[Pointing and labeling rows]
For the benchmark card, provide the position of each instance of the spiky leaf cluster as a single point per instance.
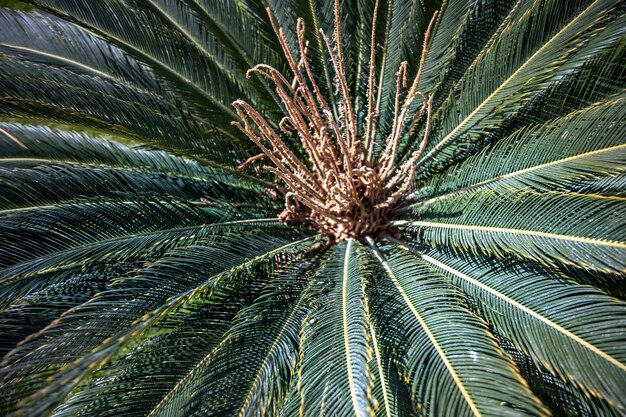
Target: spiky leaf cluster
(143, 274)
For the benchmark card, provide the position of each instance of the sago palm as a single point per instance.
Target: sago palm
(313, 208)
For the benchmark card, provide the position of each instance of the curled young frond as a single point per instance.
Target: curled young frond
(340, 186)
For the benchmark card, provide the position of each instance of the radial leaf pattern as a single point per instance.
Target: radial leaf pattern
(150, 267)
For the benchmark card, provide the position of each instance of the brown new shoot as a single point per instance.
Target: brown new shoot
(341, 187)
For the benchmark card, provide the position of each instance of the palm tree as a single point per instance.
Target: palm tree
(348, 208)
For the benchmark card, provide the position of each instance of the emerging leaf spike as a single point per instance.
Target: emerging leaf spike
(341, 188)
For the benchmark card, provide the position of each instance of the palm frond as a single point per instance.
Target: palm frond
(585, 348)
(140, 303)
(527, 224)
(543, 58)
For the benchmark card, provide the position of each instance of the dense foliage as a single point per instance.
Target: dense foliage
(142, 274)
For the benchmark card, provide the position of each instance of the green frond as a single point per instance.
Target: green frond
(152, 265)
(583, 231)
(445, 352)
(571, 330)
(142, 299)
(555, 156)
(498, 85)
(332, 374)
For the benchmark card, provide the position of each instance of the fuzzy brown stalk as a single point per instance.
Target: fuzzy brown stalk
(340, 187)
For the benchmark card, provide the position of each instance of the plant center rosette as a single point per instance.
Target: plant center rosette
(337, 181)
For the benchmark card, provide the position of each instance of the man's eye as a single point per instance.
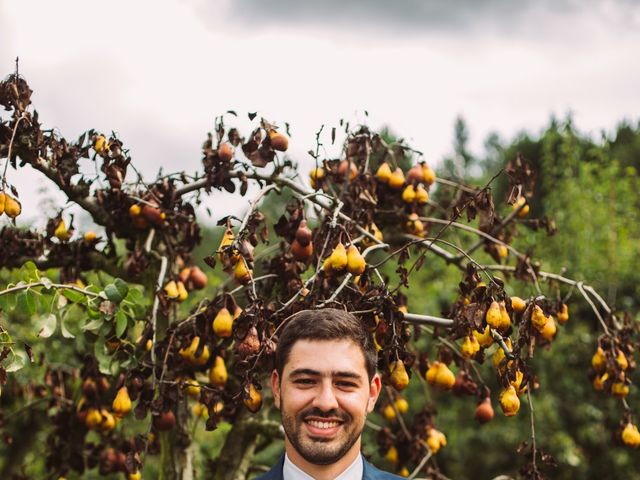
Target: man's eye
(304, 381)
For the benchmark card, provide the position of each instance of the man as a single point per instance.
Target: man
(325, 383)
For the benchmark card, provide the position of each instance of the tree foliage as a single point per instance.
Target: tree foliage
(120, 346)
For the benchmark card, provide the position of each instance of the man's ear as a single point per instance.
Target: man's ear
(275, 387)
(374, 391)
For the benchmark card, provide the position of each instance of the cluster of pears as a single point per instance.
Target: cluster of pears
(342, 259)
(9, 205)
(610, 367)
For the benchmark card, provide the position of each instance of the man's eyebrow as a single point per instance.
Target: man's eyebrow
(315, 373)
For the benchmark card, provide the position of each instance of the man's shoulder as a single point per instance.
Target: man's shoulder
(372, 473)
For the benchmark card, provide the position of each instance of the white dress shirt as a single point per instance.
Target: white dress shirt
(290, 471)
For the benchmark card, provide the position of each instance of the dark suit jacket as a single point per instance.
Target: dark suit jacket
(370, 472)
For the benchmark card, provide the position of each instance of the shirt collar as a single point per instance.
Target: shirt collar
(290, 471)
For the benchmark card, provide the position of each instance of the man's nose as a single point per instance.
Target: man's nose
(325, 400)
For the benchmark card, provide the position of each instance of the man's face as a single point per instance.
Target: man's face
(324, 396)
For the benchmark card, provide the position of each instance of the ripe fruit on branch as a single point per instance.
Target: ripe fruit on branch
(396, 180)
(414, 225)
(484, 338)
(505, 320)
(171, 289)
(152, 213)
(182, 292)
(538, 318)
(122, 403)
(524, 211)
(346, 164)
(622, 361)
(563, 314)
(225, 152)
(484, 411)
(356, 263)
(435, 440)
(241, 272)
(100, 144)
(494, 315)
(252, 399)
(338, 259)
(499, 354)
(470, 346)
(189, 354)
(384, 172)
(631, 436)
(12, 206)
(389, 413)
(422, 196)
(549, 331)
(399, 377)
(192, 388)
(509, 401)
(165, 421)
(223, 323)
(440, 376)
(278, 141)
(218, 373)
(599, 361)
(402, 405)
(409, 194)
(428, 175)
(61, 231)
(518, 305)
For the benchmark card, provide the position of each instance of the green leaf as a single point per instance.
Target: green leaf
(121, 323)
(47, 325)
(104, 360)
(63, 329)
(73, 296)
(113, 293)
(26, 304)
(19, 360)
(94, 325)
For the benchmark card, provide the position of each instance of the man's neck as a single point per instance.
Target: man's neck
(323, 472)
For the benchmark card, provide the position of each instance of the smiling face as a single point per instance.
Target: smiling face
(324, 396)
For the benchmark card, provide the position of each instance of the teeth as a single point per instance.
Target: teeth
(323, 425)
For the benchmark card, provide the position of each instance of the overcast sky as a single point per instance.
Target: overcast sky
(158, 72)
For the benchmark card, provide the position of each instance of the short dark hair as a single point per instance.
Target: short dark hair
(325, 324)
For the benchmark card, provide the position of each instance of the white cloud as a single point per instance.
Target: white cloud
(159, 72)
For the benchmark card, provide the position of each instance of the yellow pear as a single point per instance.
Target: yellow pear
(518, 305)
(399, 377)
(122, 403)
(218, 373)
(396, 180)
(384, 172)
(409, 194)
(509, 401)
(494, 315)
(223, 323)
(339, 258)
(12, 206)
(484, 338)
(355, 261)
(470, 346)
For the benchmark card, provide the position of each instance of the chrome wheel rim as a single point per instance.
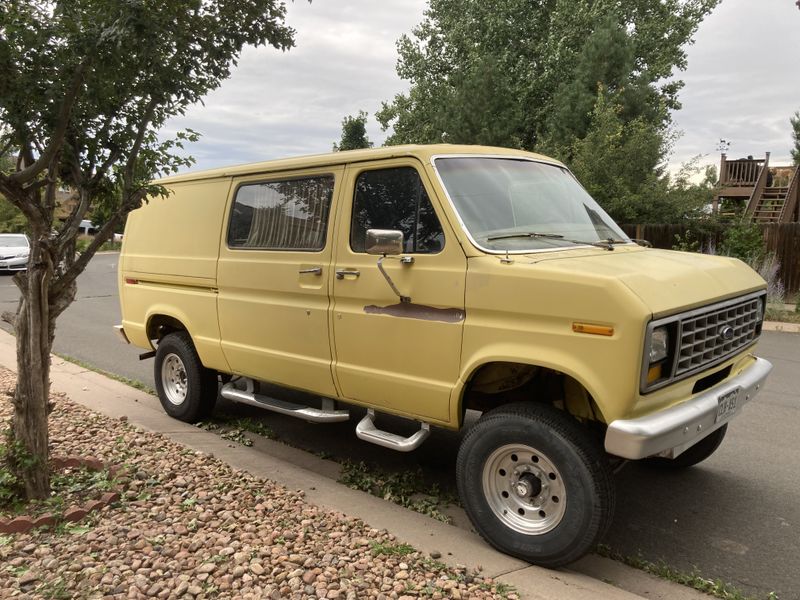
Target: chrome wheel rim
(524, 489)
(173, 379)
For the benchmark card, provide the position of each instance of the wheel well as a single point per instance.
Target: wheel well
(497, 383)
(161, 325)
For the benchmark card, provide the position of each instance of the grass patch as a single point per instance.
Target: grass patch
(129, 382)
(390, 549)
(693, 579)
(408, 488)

What you are asked to do >>
Arrange these rows as a two-column CSV with the columns "request" and "points", one line per request, putting its text and its answer each in a single quoted field with line breaks replaced by spaces. Cover every row and leave out the pictures.

Exercise answer >>
request,points
"For the benchmark card, provide the position of each instance of the spiky leaf cluster as a single point per instance. Target: spiky leaf cluster","(143, 274)"
"For the benchmark card, provide the position of each instance of the sago palm as a single point per instance. Target: sago palm","(313, 208)"
"For the benchmark card, provide the position of each instance of the curled young frond as a single point per instance. Target: curled young frond","(340, 186)"
"For the benchmark card, provide the position of each instance of the radial leaf pattern as a single point per instance. Target: radial leaf pattern","(150, 267)"
"For the benchmark card, provide the position of each instance of the brown new shoot as a single point per instance. Target: brown new shoot","(341, 187)"
"For the benchmark card, provide the position of each instance of the palm tree as a single point per instance. Target: palm tree","(348, 208)"
"For the benchmark card, provide the position of each instance of the emerging leaf spike as a single point per instance. Target: emerging leaf spike","(341, 188)"
"For the benchmark card, provide the position of each instance of the palm frond as a single point per instance. Target: palm frond","(585, 348) (140, 303) (527, 224) (543, 58)"
"For the benchmark card, provide the position of each instance of the dense foliage as a single point per instance. Target: dense foliage","(142, 274)"
"For the benchmark card, provide the position of each instance of the green frond as a single point per instance. Target: green frond","(152, 265) (583, 231) (445, 352) (571, 330) (142, 299) (555, 156) (498, 85) (332, 374)"
"For the benchmark card, provide the position of each instance of the fuzzy brown stalk as a single point per instance. Target: fuzzy brown stalk","(340, 187)"
"For the benchmark card, provide the position of each instance of the plant center rosette as a single point per instance. Target: plant center rosette","(337, 181)"
"For the benchmark card, provide the position of each instance of the man's eye as a single point per instance. Target: man's eye","(304, 381)"
"For the benchmark card, provide the position of each instance of the man as a single point per instance. Target: man","(325, 383)"
"For the benchmark card, provide the position of each instance of the tree foliage as a single point per instance. Target: tree foliage","(120, 346)"
"For the benchmark card, provide the position of each instance of the man's ear as a single point per instance. Target: man's ear","(275, 387) (374, 391)"
"For the benchmark card, provide the position of each instance of the cluster of pears as a single point per instance. Target: cluster of pears","(342, 259) (9, 205) (610, 367)"
"For the benchmark card, provide the position of each instance of the man's eyebrow as a single point per instance. Target: man's eyebrow","(315, 373)"
"For the benchmark card, provide the position of each instance of the man's shoulder as a single point per instance. Target: man's shoulder","(372, 473)"
"For the benchmark card, provide the position of each instance of the white dress shirt as a single point per instance. Target: white dress shirt","(290, 471)"
"For the benchmark card, provide the position of each instance of the dark suit jacket as a single point per instance. Target: dark suit jacket","(370, 472)"
"For the benchmark card, provide the position of each instance of the shirt collar as a single point per instance. Target: shirt collar","(290, 471)"
"For the benchmark card, provide the position of each instance of the man's nose as a single point per instance. Target: man's nose","(325, 400)"
"For the benchmark card, provide the position of each instance of the man's face as a single point per instance. Target: man's face","(324, 396)"
"For the benchmark card, provide the position of each instance of the ripe fruit on branch as a single point per instance. Target: ripe fruit on branch","(396, 180) (414, 225) (484, 338) (505, 320) (171, 289) (152, 213) (182, 292) (538, 318) (122, 403) (524, 211) (346, 164) (622, 361) (563, 314) (225, 152) (484, 411) (356, 263) (435, 440) (241, 272) (100, 144) (494, 315) (252, 399) (338, 259) (499, 354) (470, 346) (189, 354) (384, 172) (631, 436) (12, 206) (389, 413) (422, 196) (549, 331) (399, 377) (192, 388) (509, 401) (165, 421) (223, 323) (440, 376) (278, 141) (218, 373) (599, 361) (402, 405) (409, 194) (428, 175) (61, 231) (518, 305)"
"For the benchmark card, provide the position of each instance of the green leaf as a single point per instance. Target: green leaf","(121, 323) (47, 325) (104, 360) (63, 329) (73, 296) (113, 293) (26, 304) (19, 360) (94, 325)"
"For the benchmark card, provide the position of each instance of the man's neck as a single point per instance. Target: man's neck","(323, 472)"
"For the benchmark card, provide the position of each instance of the smiling face as a single point per instance. Target: smiling face","(324, 396)"
"For the benchmark card, provide the position of each instance of the teeth as a single point per instance. Target: teeth","(323, 425)"
"For the benchmark card, provide the position of each instance of the overcast sky as a single point per instance. Target: overcast sky","(158, 72)"
"For the benchmark card, provide the position of each instance of the short dark hair as a single point per instance. Target: short dark hair","(325, 324)"
"For the benchmark card, provide the position of each instance of the white cloud as a single point per instance. Target: white cloud","(159, 72)"
"For the benchmark card, provide the position of each instance of the yellow pear as a single point per instance. Target: yellow pear","(518, 305) (399, 377) (122, 403) (218, 373) (396, 180) (384, 172) (409, 194) (509, 401) (494, 315) (223, 323) (339, 258) (12, 206) (484, 338) (355, 261) (470, 346)"
"For the benchmark card, provide the position of each instance of the chrome wheel rim as a single point per instance. Target: chrome wheel rim","(524, 489) (173, 379)"
"For the benchmark card, provide the position of each instance of the wheel well as a single point per instance. Target: wheel well","(497, 383) (161, 325)"
"For the benchmark card, provide the position of each instance of the grass patch as a single point per instance. Target: grass patch","(129, 382) (390, 549) (693, 579) (408, 488)"